- About this exercise: Without adding or dropping anything, copy the entries below.

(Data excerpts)
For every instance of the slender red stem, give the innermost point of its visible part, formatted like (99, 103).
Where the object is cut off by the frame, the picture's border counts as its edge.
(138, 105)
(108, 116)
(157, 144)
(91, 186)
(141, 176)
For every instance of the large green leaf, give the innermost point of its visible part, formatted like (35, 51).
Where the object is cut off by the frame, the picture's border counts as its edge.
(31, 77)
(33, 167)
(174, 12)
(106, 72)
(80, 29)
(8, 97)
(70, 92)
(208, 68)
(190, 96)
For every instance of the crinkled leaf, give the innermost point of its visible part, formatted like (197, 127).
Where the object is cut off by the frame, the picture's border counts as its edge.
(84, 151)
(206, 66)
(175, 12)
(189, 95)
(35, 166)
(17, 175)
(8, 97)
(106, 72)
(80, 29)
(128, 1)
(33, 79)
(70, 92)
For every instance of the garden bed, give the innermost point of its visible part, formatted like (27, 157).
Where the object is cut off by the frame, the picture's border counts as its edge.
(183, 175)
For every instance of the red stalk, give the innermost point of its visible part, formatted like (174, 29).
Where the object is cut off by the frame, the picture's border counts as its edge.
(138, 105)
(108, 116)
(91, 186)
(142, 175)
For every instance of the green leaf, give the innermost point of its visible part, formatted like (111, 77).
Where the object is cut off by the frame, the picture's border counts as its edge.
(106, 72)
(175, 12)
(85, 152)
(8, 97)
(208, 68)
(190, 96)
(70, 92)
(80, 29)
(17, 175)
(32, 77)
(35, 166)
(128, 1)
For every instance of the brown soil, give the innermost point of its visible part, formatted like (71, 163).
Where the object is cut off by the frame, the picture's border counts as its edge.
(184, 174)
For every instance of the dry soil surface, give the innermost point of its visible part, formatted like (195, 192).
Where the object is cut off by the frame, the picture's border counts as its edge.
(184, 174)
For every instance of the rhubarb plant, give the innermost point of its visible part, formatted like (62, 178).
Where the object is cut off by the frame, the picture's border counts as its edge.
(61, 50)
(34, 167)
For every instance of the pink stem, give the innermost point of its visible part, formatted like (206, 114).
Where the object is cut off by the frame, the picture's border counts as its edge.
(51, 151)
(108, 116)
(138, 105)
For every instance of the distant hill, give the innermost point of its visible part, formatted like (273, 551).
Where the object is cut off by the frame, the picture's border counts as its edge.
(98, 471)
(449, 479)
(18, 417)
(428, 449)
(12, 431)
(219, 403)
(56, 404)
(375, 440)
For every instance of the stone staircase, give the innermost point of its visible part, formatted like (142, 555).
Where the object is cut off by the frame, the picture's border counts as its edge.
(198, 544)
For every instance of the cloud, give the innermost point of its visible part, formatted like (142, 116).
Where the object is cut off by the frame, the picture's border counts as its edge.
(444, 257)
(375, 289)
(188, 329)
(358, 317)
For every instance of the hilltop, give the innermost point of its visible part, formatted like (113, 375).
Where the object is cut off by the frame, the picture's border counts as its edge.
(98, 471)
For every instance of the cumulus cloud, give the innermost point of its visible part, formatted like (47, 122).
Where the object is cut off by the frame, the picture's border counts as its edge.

- Answer area:
For every instance of the slender red stem, give the innermost point of its visible part, formatted like (99, 103).
Where the object is cut off by the frame, the picture's border counts as its edge.
(138, 105)
(108, 116)
(157, 144)
(91, 186)
(141, 176)
For every instance of the large green leaf, give the innermost point of its visible part, formatted like (35, 51).
Where the object is cut off by the frame, the picture's border counts as its edge.
(31, 77)
(33, 167)
(174, 12)
(106, 72)
(80, 29)
(8, 97)
(70, 92)
(208, 68)
(190, 96)
For every instance of the crinkled leaf, give the innermost point of its visible part, formatted like (197, 127).
Where the object is cut off by the frame, the picture's border counts as its edge.
(84, 151)
(206, 66)
(175, 12)
(189, 95)
(35, 166)
(17, 175)
(8, 97)
(106, 72)
(80, 29)
(128, 1)
(33, 79)
(70, 92)
For every instance of the garden bed, give the innermost point of its visible part, formatted like (27, 157).
Where the object is cut off by the frame, the picture's border counts as its edge.
(183, 175)
For every instance of the red stalk, give the innermost point of its visible part, formatted like (174, 29).
Where the object is cut off by the frame, the picture's border counts as its edge.
(138, 105)
(108, 116)
(91, 186)
(142, 175)
For every instance of the green leaf, give the innermost point of its visible part, formatted like (111, 77).
Where the object is cut off by the frame, the picture's border counts as its edge.
(106, 72)
(175, 12)
(85, 152)
(8, 97)
(208, 68)
(190, 96)
(70, 92)
(80, 29)
(17, 175)
(32, 77)
(35, 166)
(128, 1)
For every instance of the brown soil, give the innermost point of its visible part, formatted like (71, 163).
Where the object is cut off by the frame, the picture's border counts as its edge.
(184, 174)
For every instance of the dry soil surface, give the innermost point of its visible part, formatted like (195, 192).
Where the object is cut off by the frame, the picture's border counts as its edge.
(184, 174)
For every instance of the rhubarb plant, give the innermost point of its visible part, formatted like (62, 178).
Where the object is cut off by the frame, the picture's border counts as its edge.
(61, 50)
(34, 167)
For every instance of the pink stem, give the innermost point of its visible part, formatted like (206, 114).
Where the object is cut off by the frame, the picture's border counts as its edge.
(51, 151)
(108, 116)
(138, 105)
For every instance of the distant hill, give the innermost point of its visible part, formatted like (273, 551).
Where the object is cut off by the frame, the picture's border counts as its edge.
(98, 471)
(449, 479)
(18, 417)
(428, 449)
(12, 431)
(219, 403)
(56, 404)
(375, 440)
For every instance of the stone staircase, give the innermost point of its visible part, formatted like (142, 555).
Where the object is cut off by the frame, the picture's border counts as its edge.
(198, 544)
For every instance of the cloud, give the innermost point of its visible part, formatted like (142, 116).
Where the object is cut off by the frame, the picture's border counts as its edge.
(444, 257)
(375, 289)
(188, 329)
(358, 317)
For every instance of the hilltop, give the innermost point of its visible part, formatted like (113, 375).
Where the object is cut off by the frame, the picture's border counts as its edge.
(98, 471)
For every instance of the cumulus cloud, give the innermost point of its visible part, formatted like (47, 122).
Where the object is cut off by the frame, the picture's border counts as its edge.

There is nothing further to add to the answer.